Royal Navy Admiral (1832–1908)

Admiral Sir John Kennedy Erskine Baird, (16 September 1832 – 8 December 1908) was an officer in the Royal Navy, who is chiefly remembered for commanding the losing side in the 1888 annual naval manoeuvres.

==Early life==

Baird was born on 16 September 1832, the son of Sir David Baird, 2nd Baronet (see Baird baronets) and Lady Anne Baird (née Kennedy).

==Naval career==
Baird entered the Navy in December 1845. He was promoted to lieutenant on 28 February 1854. On 3 July 1857 he was promoted to commander. In 1858, he commanded the paddle-sloop Devastation on the North America and West Indies station. From 23 December 1859 to August 1863 he commanded the screw gun-vessel Alacrity in the Mediterranean.

DATA RECORDS:
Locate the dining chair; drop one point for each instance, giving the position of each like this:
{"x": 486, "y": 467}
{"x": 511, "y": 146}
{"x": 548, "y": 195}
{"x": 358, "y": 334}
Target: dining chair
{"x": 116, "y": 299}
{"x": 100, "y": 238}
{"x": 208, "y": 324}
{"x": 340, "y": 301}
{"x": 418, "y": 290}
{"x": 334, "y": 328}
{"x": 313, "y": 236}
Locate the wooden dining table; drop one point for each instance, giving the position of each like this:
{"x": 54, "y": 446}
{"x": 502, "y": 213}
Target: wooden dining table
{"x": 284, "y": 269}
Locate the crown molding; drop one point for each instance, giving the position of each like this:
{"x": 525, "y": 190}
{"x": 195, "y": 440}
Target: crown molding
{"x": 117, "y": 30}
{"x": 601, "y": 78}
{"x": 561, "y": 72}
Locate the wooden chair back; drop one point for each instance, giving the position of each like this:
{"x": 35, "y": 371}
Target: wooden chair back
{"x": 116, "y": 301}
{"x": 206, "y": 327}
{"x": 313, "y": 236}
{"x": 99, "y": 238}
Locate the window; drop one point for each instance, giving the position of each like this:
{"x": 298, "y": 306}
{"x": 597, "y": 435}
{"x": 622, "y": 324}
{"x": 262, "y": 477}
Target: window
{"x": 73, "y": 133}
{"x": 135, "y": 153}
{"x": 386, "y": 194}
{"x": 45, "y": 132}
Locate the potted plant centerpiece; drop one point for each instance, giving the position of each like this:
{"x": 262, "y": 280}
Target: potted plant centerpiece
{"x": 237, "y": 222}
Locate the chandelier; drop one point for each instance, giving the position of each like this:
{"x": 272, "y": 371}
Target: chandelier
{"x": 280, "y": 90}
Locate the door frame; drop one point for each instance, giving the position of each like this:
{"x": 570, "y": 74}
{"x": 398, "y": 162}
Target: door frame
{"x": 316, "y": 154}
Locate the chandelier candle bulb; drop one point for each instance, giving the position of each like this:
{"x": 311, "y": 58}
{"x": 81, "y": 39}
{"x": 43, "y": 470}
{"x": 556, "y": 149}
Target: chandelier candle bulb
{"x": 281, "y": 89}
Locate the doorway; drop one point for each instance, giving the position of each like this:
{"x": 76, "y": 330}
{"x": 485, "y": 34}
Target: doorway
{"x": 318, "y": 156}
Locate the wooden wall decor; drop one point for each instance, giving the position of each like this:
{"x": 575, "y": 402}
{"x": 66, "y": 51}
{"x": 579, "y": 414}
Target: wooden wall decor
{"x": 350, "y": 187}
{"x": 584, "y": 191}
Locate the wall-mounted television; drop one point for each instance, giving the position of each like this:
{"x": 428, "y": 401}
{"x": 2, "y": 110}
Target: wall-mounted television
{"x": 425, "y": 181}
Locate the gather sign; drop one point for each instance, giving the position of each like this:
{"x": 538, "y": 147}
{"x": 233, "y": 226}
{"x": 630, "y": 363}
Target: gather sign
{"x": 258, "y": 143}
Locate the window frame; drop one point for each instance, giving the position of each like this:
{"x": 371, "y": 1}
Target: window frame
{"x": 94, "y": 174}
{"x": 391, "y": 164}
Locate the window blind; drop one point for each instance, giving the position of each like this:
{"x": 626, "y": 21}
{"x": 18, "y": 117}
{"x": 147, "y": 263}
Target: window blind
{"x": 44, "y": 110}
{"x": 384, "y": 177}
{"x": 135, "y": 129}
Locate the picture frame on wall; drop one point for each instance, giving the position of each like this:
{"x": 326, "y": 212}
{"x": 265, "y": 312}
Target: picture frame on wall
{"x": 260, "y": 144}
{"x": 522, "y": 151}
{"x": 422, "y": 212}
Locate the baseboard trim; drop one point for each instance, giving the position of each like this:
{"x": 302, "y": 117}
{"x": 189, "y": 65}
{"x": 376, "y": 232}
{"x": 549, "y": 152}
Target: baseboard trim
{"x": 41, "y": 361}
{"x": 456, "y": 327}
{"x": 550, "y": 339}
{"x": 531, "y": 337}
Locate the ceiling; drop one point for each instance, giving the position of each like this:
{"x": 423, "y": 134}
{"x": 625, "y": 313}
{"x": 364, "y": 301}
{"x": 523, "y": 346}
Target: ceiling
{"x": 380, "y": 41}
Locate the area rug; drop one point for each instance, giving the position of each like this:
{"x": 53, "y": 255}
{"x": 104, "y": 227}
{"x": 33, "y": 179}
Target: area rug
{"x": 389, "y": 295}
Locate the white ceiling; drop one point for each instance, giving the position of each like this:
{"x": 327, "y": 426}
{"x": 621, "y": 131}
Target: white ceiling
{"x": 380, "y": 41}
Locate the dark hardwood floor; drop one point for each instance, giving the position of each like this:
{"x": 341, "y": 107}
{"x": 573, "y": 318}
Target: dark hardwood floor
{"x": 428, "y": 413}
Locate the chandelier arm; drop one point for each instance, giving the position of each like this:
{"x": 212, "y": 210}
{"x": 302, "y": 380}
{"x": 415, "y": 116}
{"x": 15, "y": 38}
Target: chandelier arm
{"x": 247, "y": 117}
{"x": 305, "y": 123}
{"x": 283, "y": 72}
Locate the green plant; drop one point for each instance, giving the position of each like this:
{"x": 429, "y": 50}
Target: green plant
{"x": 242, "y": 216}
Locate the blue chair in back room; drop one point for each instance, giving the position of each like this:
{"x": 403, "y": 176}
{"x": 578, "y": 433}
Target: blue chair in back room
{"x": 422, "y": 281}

TASKS FOR THIS EXERCISE:
**A)** In the Baird biography, which ship did Baird command on the North America and West Indies station in 1858?
**B)** Reproduce word for word the part of the Baird biography starting at "Royal Navy Admiral" and ending at "in the Mediterranean.".
The entries have no connection to the Baird biography.

TASK SOLUTIONS:
**A)** The paddle-sloop Devastation.

**B)**
Royal Navy Admiral (1832–1908)

Admiral Sir John Kennedy Erskine Baird, (16 September 1832 – 8 December 1908) was an officer in the Royal Navy, who is chiefly remembered for commanding the losing side in the 1888 annual naval manoeuvres.

==Early life==

Baird was born on 16 September 1832, the son of Sir David Baird, 2nd Baronet (see Baird baronets) and Lady Anne Baird (née Kennedy).

==Naval career==
Baird entered the Navy in December 1845. He was promoted to lieutenant on 28 February 1854. On 3 July 1857 he was promoted to commander. In 1858, he commanded the paddle-sloop Devastation on the North America and West Indies station. From 23 December 1859 to August 1863 he commanded the screw gun-vessel Alacrity in the Mediterranean.